→ **WRITTEN TASK**
Repeat every record below exactly, omitting any pictures.

[Begin]

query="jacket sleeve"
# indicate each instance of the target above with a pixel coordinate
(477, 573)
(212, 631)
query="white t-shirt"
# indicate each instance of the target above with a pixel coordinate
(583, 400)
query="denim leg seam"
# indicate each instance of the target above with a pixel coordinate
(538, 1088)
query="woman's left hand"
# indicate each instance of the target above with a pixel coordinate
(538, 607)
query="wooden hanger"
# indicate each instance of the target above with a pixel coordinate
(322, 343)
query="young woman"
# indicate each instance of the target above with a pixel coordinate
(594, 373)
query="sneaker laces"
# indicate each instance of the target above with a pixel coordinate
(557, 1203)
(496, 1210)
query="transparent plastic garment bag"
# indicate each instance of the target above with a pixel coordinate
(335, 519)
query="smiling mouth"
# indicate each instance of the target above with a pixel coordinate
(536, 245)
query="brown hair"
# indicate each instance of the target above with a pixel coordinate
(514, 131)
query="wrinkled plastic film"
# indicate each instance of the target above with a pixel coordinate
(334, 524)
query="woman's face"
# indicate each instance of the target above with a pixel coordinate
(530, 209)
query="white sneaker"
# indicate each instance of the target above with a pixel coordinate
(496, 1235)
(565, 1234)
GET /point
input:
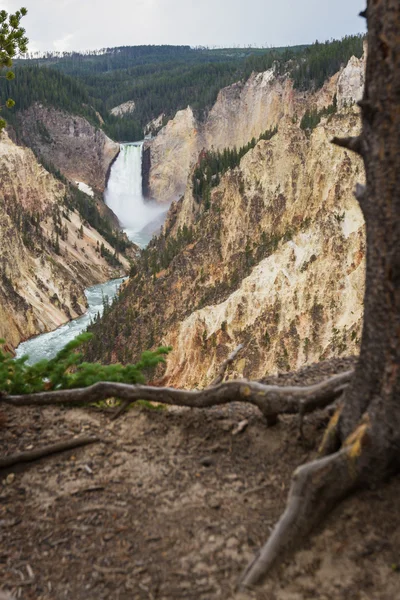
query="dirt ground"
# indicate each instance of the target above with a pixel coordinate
(171, 504)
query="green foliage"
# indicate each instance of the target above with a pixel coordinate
(164, 79)
(12, 41)
(50, 88)
(67, 370)
(212, 165)
(309, 66)
(162, 250)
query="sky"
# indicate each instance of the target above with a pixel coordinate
(64, 25)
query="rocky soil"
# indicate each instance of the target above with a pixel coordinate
(173, 504)
(42, 286)
(70, 143)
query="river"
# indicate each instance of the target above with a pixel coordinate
(139, 219)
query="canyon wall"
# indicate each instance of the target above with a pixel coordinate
(78, 149)
(276, 263)
(242, 111)
(47, 255)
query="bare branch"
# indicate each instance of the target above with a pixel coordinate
(351, 143)
(29, 456)
(218, 379)
(271, 400)
(316, 488)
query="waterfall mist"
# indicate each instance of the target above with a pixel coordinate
(140, 218)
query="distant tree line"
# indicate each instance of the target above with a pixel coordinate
(213, 164)
(163, 79)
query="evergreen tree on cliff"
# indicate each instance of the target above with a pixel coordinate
(12, 42)
(362, 443)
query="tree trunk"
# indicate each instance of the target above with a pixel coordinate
(363, 437)
(375, 389)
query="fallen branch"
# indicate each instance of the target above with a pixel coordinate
(218, 379)
(271, 400)
(29, 456)
(221, 373)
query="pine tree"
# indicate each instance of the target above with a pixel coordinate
(12, 42)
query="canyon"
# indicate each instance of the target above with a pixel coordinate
(49, 254)
(69, 143)
(275, 262)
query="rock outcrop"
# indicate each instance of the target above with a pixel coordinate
(47, 255)
(276, 263)
(69, 143)
(242, 111)
(123, 109)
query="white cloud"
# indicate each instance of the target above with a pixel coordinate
(105, 23)
(63, 43)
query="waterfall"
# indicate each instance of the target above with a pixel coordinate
(140, 218)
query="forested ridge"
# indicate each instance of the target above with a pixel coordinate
(162, 79)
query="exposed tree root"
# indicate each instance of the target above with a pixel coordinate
(271, 400)
(221, 373)
(316, 488)
(32, 455)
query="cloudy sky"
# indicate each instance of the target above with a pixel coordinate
(92, 24)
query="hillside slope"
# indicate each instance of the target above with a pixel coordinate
(68, 143)
(242, 111)
(274, 260)
(48, 255)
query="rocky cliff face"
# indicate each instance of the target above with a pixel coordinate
(275, 260)
(276, 263)
(70, 143)
(242, 111)
(47, 256)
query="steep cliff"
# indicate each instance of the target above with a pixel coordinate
(70, 143)
(48, 256)
(242, 111)
(275, 263)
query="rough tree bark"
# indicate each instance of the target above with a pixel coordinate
(362, 441)
(363, 437)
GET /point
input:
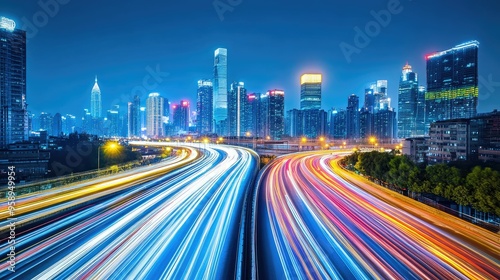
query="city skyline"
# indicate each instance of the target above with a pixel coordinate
(119, 75)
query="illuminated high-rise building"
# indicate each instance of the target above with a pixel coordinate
(452, 83)
(181, 116)
(310, 91)
(204, 107)
(273, 114)
(113, 121)
(13, 107)
(235, 109)
(69, 124)
(352, 119)
(407, 103)
(57, 125)
(95, 101)
(46, 122)
(251, 114)
(154, 115)
(220, 91)
(134, 117)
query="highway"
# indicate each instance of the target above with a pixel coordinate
(182, 224)
(315, 221)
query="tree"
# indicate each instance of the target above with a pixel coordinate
(485, 186)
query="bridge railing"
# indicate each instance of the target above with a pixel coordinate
(67, 180)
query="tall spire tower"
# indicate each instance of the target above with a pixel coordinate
(95, 101)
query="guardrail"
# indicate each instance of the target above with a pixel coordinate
(39, 186)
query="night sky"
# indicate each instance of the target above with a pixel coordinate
(269, 46)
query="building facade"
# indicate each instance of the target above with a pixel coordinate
(352, 118)
(220, 91)
(13, 106)
(154, 115)
(204, 107)
(310, 91)
(407, 103)
(236, 100)
(452, 83)
(273, 114)
(134, 117)
(181, 116)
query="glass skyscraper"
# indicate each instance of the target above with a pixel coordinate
(154, 115)
(95, 101)
(204, 107)
(352, 120)
(220, 90)
(181, 116)
(13, 107)
(235, 109)
(452, 83)
(310, 91)
(407, 103)
(273, 114)
(134, 117)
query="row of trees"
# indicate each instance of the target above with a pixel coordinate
(477, 187)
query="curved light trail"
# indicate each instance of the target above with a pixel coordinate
(316, 221)
(183, 225)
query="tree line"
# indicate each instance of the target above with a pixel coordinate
(477, 186)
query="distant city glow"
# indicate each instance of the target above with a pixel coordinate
(310, 79)
(276, 92)
(7, 23)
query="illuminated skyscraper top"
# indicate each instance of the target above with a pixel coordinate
(310, 91)
(95, 101)
(220, 85)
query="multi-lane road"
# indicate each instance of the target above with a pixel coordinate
(315, 221)
(199, 216)
(185, 223)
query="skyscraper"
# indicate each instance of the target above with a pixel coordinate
(420, 129)
(252, 114)
(385, 125)
(220, 90)
(13, 107)
(113, 119)
(407, 103)
(57, 125)
(69, 124)
(452, 83)
(134, 117)
(313, 123)
(294, 123)
(310, 91)
(339, 124)
(95, 101)
(181, 116)
(235, 109)
(352, 119)
(204, 107)
(46, 122)
(154, 115)
(273, 114)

[End]

→ **EXERCISE RESPONSE**
query="jacket sleeve"
# indicate each instance of the target above with a pixel coordinate
(477, 573)
(212, 631)
query="white t-shirt"
# indicate each instance of the target above with a pixel coordinate
(583, 400)
query="denim leg seam"
# indicate each instance of the target above with a pixel coordinate
(538, 1088)
query="woman's left hand"
# indicate each instance of the target above with a pixel coordinate
(538, 607)
query="wooden hanger"
# indicate each instance of the target above with a pixel coordinate
(322, 343)
query="young woman"
# indicate each instance of the target above with a pixel coordinate
(594, 373)
query="sneaker laces"
# indicate each instance of the target above with a pixel coordinate
(557, 1203)
(496, 1210)
query="transparent plastic garment bag"
# indicate each instance of the target above with a pixel coordinate
(335, 519)
query="smiling mouth"
# indicate each instance of the target above with a pixel coordinate
(536, 245)
query="brown hair"
# indicate each instance of the target above with a pixel coordinate
(514, 131)
query="wrinkled plastic film"
# indicate each instance of the target above with a pixel coordinate
(334, 524)
query="woman's face"
# indicate each instance of the target above with a pixel coordinate
(530, 209)
query="white sneaker"
# indicate each instance of the target above with a pixel coordinate
(496, 1235)
(565, 1234)
GET /point
input:
query="dirt ground"
# indicate each instance of the target above with a pixel coordinate
(171, 504)
query="green foliage"
# indicate each instance of the target above with a pixel coordinate
(164, 79)
(12, 41)
(50, 88)
(67, 370)
(212, 165)
(309, 66)
(162, 250)
query="sky"
# indicate each instance of the target above with a pixel coordinate
(64, 25)
query="rocky soil"
# indicate each instance of the target above with a pixel coordinate
(173, 504)
(42, 286)
(70, 143)
query="river"
# indicate each instance of the target above with a pixel coordinate
(139, 219)
query="canyon wall"
# indicate each instance of the target above with a pixel coordinate
(78, 149)
(276, 263)
(242, 111)
(47, 255)
query="bare branch"
# indicate each instance of the target above with a pixel coordinate
(351, 143)
(29, 456)
(218, 379)
(271, 400)
(316, 488)
query="waterfall mist"
# indicate each instance of the target above with a pixel coordinate
(140, 218)
query="distant tree line"
# indicate each instance of the target above with a pixel coordinate
(213, 164)
(163, 79)
query="evergreen tree on cliff"
# indicate each instance of the target above with a pixel coordinate
(12, 42)
(362, 443)
query="tree trunk"
# indicate each instance of the target above with a pixel coordinate
(363, 437)
(375, 389)
query="fallen branch"
# indicate each instance of the target above with a pixel coordinate
(218, 379)
(271, 400)
(29, 456)
(221, 373)
query="pine tree"
# indicate each instance of the target above with a pixel coordinate
(12, 42)
query="canyon"
# indicate each instance of the target above with a pixel coordinate
(49, 254)
(69, 143)
(275, 262)
query="rock outcrop"
# indicate each instance of the target above with a pixel coordinate
(47, 255)
(276, 263)
(69, 143)
(242, 111)
(123, 109)
query="white cloud"
# indicate each instance of the target above with a pixel coordinate
(105, 23)
(63, 43)
query="waterfall"
# indicate each instance of the target above with a pixel coordinate
(140, 218)
query="forested ridge"
# indicate each instance of the target above with a pixel coordinate
(162, 79)
query="exposed tree root"
# indicate each instance of the target above with a pixel coordinate
(271, 400)
(221, 373)
(316, 488)
(32, 455)
query="cloudy sky"
# indicate each instance of the target above with a pixel coordinate
(92, 24)
query="hillside slope"
# indicate each instance of the target above with a pixel coordinate
(68, 143)
(242, 111)
(274, 260)
(48, 255)
query="rocky cliff face"
# indicate each instance of the target above with a pixel coordinate
(275, 260)
(276, 263)
(70, 143)
(242, 111)
(47, 256)
query="steep cliff"
# indicate each instance of the target above with a pixel coordinate
(70, 143)
(48, 256)
(242, 111)
(275, 263)
query="rough tree bark"
# indicate each instance of the target above with a pixel coordinate
(362, 441)
(363, 437)
GET /point
input:
query="city skyline"
# indicate each instance of the target above with a pixel coordinate
(119, 75)
query="illuminated high-rise building"
# indicate each instance of the target above with a pixel coordinate
(452, 83)
(181, 116)
(310, 91)
(204, 107)
(273, 114)
(113, 121)
(13, 107)
(235, 109)
(69, 124)
(352, 119)
(407, 103)
(57, 125)
(95, 101)
(46, 122)
(251, 114)
(154, 115)
(220, 91)
(134, 117)
query="highway"
# indicate each instance of the target above with a pixel coordinate
(182, 224)
(315, 221)
query="tree"
# indicate each instance of the target above with a pixel coordinate
(485, 186)
query="bridge railing"
# indicate each instance of the target above with a pixel coordinate
(67, 180)
query="tall spire tower"
# indicate each instance of the target above with a pixel coordinate
(95, 101)
query="guardrail"
# indicate each instance of the target above with a pixel coordinate
(39, 186)
query="night sky"
# indicate each instance of the target above with a pixel coordinate
(269, 46)
query="building facade"
# indicate each instance of the target above with a pixel coordinate
(352, 118)
(220, 91)
(13, 106)
(154, 115)
(204, 107)
(310, 91)
(407, 103)
(236, 100)
(452, 83)
(273, 114)
(134, 117)
(181, 116)
query="glass skyscraper"
# indicate each instance of the target above with a pixel coordinate
(154, 115)
(95, 101)
(204, 107)
(352, 120)
(220, 90)
(181, 116)
(13, 107)
(235, 109)
(452, 83)
(310, 91)
(407, 103)
(273, 114)
(134, 117)
query="row of trees"
# indicate each instance of the target above with a pixel coordinate
(477, 187)
query="curved light trail"
# indicate each instance of the target above with a pixel coordinate
(316, 221)
(183, 225)
query="tree line"
# indicate each instance of the target above with a pixel coordinate
(477, 186)
query="distant city glow"
# indicate each instance of the target above with a pixel coordinate
(310, 79)
(276, 92)
(7, 23)
query="illuminated skyscraper top"
# indicate each instance of the target above with a pixel coordinate
(310, 91)
(95, 101)
(220, 85)
query="multi-lane road"
# indicate each instance of the target above with a pixel coordinate
(315, 221)
(199, 216)
(185, 223)
query="skyscraper"
# indicate each instance of the target above with a pixel coordinate
(420, 129)
(252, 114)
(385, 125)
(220, 90)
(13, 107)
(113, 119)
(407, 103)
(57, 125)
(69, 124)
(452, 83)
(134, 117)
(313, 123)
(294, 123)
(310, 91)
(339, 124)
(95, 101)
(181, 116)
(235, 109)
(352, 119)
(204, 107)
(46, 122)
(154, 115)
(273, 114)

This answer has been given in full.